**What to produce**: Extract the full article on the people-first approach to M&A, reproducing every word of it without change.

**Document extract**:
··········
The People-First, Bottom-Up Approach to M&A
Amid the COVID-19 pandemic and daily geopolitical chaos, large mergers and acquisitions (M&A) deals have skyrocketed 256% quarter-over-quarter, totaling 3,494 deals globally in the third quarter. The second and third quarters of the year resulted in record-setting measures of private equity volumes, with private equity’s market share ending at 19.7%, an all-time high.
Scale, scope and talent pool are the main elements driving transaction decisions for 40% of respondents to a Mercer survey, conducted in September. The current environment — wherein companies being held to higher standards of social responsibility by their own employees and consumers alike — is putting a greater emphasis on getting the workforce issues right when merging or acquiring businesses, and it’s time for business models to transform.
Successful acquirers are taking a people-first approach and expanding retention programs beyond the C-suite.
The categories of people-risks in the deals process include retention of key talent, integration of corporate culture and placement of the right talent in the right roles. Successful efforts rest on treating workforce risks in the same early-and-proactive manner as regulatory and tax risks, a mindset also underscored in this report on talent retention.
··········
**Dataset content**:
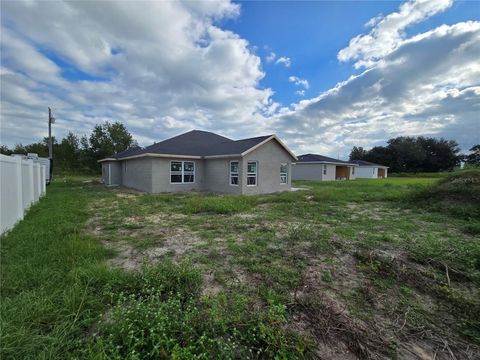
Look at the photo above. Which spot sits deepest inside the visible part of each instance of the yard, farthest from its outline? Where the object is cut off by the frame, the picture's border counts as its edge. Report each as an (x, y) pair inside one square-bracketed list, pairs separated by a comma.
[(368, 269)]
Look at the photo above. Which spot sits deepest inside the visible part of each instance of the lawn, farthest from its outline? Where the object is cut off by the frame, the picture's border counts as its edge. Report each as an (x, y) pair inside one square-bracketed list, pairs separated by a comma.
[(339, 270)]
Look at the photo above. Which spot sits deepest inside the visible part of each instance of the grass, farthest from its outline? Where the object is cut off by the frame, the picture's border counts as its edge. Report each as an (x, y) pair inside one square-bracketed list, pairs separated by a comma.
[(245, 277)]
··········
**Written solution**:
The People-First, Bottom-Up Approach to M&A
Amid the COVID-19 pandemic and daily geopolitical chaos, large mergers and acquisitions (M&A) deals have skyrocketed 256% quarter-over-quarter, totaling 3,494 deals globally in the third quarter. The second and third quarters of the year resulted in record-setting measures of private equity volumes, with private equity’s market share ending at 19.7%, an all-time high.
Scale, scope and talent pool are the main elements driving transaction decisions for 40% of respondents to a Mercer survey, conducted in September. The current environment — wherein companies being held to higher standards of social responsibility by their own employees and consumers alike — is putting a greater emphasis on getting the workforce issues right when merging or acquiring businesses, and it’s time for business models to transform.
Successful acquirers are taking a people-first approach and expanding retention programs beyond the C-suite.
The categories of people-risks in the deals process include retention of key talent, integration of corporate culture and placement of the right talent in the right roles. Successful efforts rest on treating workforce risks in the same early-and-proactive manner as regulatory and tax risks, a mindset also underscored in this report on talent retention.